▶ **Items**:
┏━━
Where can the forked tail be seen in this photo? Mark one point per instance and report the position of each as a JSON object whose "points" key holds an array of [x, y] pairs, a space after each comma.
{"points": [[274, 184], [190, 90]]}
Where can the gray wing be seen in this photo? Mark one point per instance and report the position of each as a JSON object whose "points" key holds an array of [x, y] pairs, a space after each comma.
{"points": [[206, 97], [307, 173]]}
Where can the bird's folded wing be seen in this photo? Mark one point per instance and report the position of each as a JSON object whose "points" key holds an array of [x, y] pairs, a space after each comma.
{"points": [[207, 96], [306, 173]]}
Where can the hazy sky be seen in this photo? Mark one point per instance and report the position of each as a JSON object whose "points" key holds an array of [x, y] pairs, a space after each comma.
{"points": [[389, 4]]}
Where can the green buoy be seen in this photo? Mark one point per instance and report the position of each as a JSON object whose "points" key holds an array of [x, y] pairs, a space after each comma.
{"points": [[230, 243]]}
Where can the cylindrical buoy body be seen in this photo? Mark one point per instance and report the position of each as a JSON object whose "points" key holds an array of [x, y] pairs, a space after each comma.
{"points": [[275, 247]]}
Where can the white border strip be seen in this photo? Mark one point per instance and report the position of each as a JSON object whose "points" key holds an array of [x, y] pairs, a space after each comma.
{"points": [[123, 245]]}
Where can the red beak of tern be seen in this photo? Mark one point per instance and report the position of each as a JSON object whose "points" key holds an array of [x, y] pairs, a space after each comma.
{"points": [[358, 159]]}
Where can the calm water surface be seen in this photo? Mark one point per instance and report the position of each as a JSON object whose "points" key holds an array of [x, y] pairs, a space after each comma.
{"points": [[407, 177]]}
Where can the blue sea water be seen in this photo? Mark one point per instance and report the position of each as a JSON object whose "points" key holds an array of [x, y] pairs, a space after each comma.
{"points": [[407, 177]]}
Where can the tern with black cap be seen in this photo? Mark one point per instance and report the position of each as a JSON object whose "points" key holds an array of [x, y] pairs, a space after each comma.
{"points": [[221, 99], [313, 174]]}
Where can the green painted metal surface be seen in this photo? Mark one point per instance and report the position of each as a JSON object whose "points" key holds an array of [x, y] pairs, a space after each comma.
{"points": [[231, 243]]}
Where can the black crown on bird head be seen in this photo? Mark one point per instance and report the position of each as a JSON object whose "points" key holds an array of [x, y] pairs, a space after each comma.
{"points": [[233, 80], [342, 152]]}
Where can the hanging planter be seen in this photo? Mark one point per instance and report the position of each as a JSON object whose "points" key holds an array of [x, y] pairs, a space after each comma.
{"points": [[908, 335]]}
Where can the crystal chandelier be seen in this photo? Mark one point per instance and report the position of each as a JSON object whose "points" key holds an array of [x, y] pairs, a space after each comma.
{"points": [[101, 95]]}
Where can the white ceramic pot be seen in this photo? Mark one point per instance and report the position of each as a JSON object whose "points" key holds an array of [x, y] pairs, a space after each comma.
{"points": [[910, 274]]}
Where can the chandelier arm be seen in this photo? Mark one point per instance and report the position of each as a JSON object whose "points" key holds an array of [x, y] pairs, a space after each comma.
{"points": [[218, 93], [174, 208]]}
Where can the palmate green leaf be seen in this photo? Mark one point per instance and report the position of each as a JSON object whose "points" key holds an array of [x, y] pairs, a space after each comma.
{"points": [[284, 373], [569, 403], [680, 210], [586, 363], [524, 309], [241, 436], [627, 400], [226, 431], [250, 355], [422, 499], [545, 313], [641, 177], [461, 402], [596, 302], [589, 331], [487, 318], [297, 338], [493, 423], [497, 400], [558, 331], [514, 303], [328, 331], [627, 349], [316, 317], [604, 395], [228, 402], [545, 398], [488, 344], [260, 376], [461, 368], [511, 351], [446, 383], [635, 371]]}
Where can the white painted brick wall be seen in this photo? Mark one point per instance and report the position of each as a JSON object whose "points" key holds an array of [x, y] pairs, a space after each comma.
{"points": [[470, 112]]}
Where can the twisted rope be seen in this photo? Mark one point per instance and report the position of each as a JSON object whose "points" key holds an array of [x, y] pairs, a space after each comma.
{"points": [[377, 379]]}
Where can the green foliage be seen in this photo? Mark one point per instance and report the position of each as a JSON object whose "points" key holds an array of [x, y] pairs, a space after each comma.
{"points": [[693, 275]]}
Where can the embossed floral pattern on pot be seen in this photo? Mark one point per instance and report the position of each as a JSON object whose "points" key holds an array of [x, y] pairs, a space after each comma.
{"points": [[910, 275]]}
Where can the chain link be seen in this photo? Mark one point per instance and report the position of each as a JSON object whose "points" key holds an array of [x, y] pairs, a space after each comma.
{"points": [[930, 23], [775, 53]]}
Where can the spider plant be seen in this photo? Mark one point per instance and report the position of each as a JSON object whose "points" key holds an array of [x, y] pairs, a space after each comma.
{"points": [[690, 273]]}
┗━━
▶ **Stated exercise**:
Beginning with the line that contains "Where can the twisted", quote each line exactly through the last line of the entries above, and nothing beyond them.

▶ **Result below**:
Where can the twisted rope be seen in this photo? Mark one point per instance and report the position of each as a JSON object whose "points" key holds an array of [x, y] pairs, a space after each comma.
{"points": [[377, 379]]}
Where can the green foliage be seen in this photo? Mark one point per instance and report the position of each as a JSON object whose "points" key holds an array of [x, y] pairs, a space after each comma.
{"points": [[693, 275]]}
Where can the embossed floral pattern on pot be seen in this photo? Mark one point per instance and report the position of each as a JSON object whose "points" key holds an array of [x, y] pairs, a space after each comma.
{"points": [[910, 275]]}
Where can the chain link be seen in this photo? Mark one point per instance and report the position of each as a JSON object whose "points" key holds an array of [x, y] pairs, a space after each comma.
{"points": [[930, 23], [775, 53]]}
Where can the spider plant be seen in this photo? Mark one point per instance and report the position of each as a JSON object whose "points" key holds an array of [x, y] pairs, a space after each comma.
{"points": [[690, 273]]}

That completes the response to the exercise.